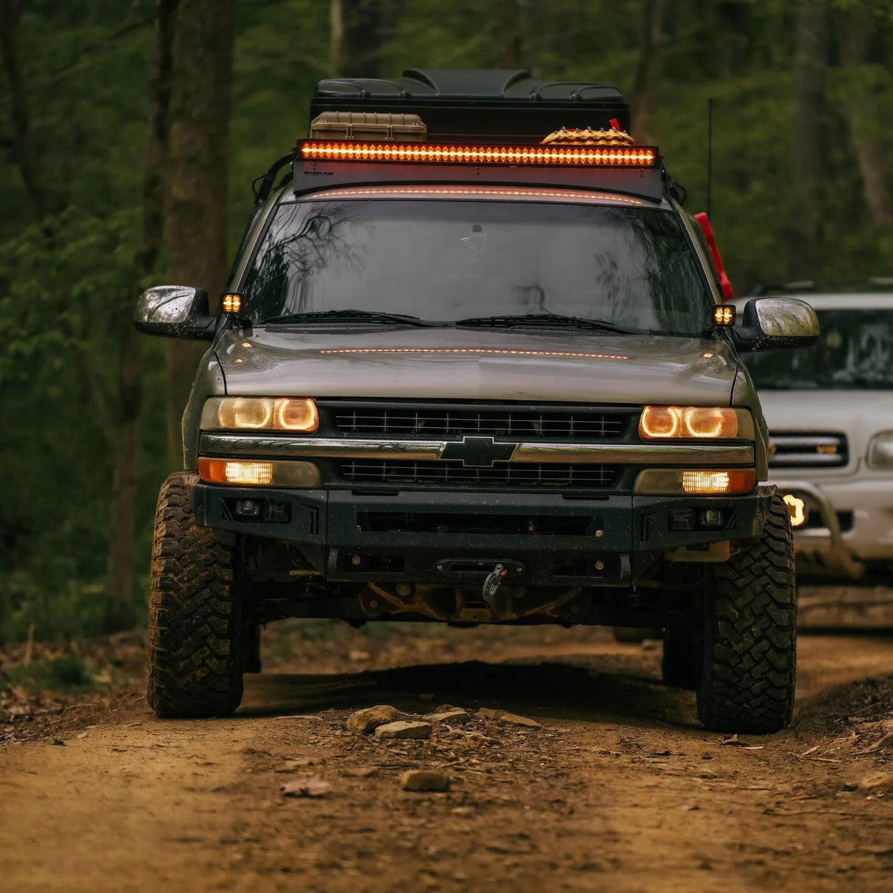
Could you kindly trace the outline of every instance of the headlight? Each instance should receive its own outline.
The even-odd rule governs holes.
[[[753,440],[754,420],[747,410],[728,406],[646,406],[638,435],[645,440]]]
[[[202,430],[273,430],[310,433],[320,427],[311,397],[215,396],[202,410]]]
[[[872,438],[865,461],[869,468],[893,468],[893,431],[881,431]]]

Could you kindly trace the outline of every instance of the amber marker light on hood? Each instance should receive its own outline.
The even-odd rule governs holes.
[[[649,468],[636,479],[636,493],[649,496],[733,496],[749,493],[756,484],[752,468]]]
[[[573,167],[654,167],[647,146],[481,146],[467,143],[363,143],[305,139],[299,157],[325,162],[396,162],[422,164],[561,164]]]
[[[754,420],[729,406],[645,406],[638,420],[643,440],[753,440]]]
[[[202,430],[296,431],[310,434],[320,427],[312,397],[218,396],[202,410]]]

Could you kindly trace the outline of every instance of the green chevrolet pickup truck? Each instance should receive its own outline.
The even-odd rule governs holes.
[[[319,84],[260,180],[154,533],[148,698],[223,715],[286,617],[658,627],[708,729],[790,719],[789,509],[743,352],[814,344],[725,303],[616,88],[408,70]]]

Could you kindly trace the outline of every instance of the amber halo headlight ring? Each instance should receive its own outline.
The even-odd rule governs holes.
[[[313,397],[215,396],[202,409],[203,431],[275,430],[312,434],[320,427]]]
[[[754,420],[730,406],[643,406],[643,440],[753,440]]]
[[[233,487],[291,487],[305,489],[321,486],[320,470],[312,462],[267,459],[198,460],[198,476],[208,484]]]
[[[639,472],[633,492],[641,496],[739,496],[756,486],[753,468],[648,468]]]

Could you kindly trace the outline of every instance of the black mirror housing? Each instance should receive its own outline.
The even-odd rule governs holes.
[[[799,298],[755,297],[744,305],[732,338],[747,353],[811,347],[819,339],[819,318]]]
[[[190,286],[161,285],[146,288],[137,300],[137,331],[145,335],[211,341],[217,318],[208,313],[208,293]]]

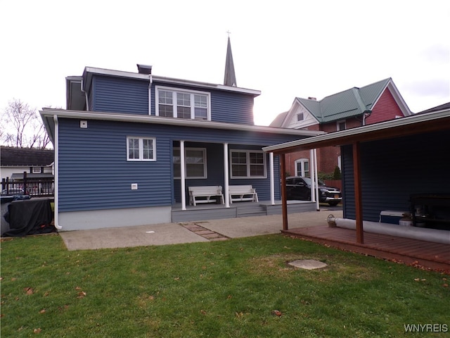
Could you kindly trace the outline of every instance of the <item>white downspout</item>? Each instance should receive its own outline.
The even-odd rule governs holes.
[[[228,171],[228,143],[224,144],[224,182],[225,187],[224,187],[224,194],[225,195],[225,208],[230,207],[230,195],[229,192],[230,189],[229,184],[229,175]]]
[[[316,173],[316,196],[317,198],[316,199],[316,210],[319,211],[321,210],[319,205],[319,175],[317,175],[317,149],[314,148],[314,172]]]
[[[275,182],[274,181],[274,153],[269,153],[269,163],[270,165],[270,203],[275,205]]]
[[[58,230],[63,229],[59,225],[58,214],[59,212],[59,126],[58,124],[58,115],[53,115],[53,122],[55,123],[55,211],[54,222],[55,227]]]
[[[181,166],[181,210],[186,210],[186,175],[184,173],[184,141],[180,141],[180,165]]]
[[[82,89],[82,93],[84,94],[84,98],[86,99],[86,111],[89,111],[89,101],[88,100],[87,93],[86,92],[86,91],[84,91],[83,89],[83,80],[82,80],[81,89]],[[58,120],[58,118],[56,120]]]
[[[152,75],[148,75],[148,115],[152,115],[152,83],[153,83],[153,77]]]
[[[314,152],[312,149],[309,150],[309,158],[311,163],[309,164],[309,170],[311,173],[311,201],[316,201],[316,173],[314,172]]]

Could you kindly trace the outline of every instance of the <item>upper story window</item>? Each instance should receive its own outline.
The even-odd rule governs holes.
[[[155,138],[127,137],[127,161],[156,161]]]
[[[157,116],[211,120],[210,93],[158,86],[155,92]]]
[[[345,130],[347,129],[347,125],[345,125],[345,120],[343,121],[338,121],[336,123],[336,130]]]
[[[231,150],[231,178],[265,178],[266,156],[262,151]]]

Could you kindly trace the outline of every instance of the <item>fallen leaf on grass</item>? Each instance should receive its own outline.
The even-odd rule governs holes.
[[[84,298],[86,296],[86,292],[82,291],[81,292],[78,292],[78,296],[77,298]]]
[[[23,288],[23,291],[27,295],[33,294],[34,293],[34,292],[33,291],[33,288],[32,287],[24,287]]]

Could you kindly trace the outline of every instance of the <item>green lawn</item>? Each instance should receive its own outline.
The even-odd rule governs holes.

◇ ◇ ◇ ◇

● **Set exercise**
Rewrite the rows from the line containing "lawn</item>? Each instance should receive its own outline." through the end of the rows, changing "even-odd" to "nonzero" and keeping everything else the same.

● **Exercise response**
Could you kindly trace the outline of every instance of the <item>green lawn</item>? Each instance should receive its own outline.
The nonzero rule governs holes.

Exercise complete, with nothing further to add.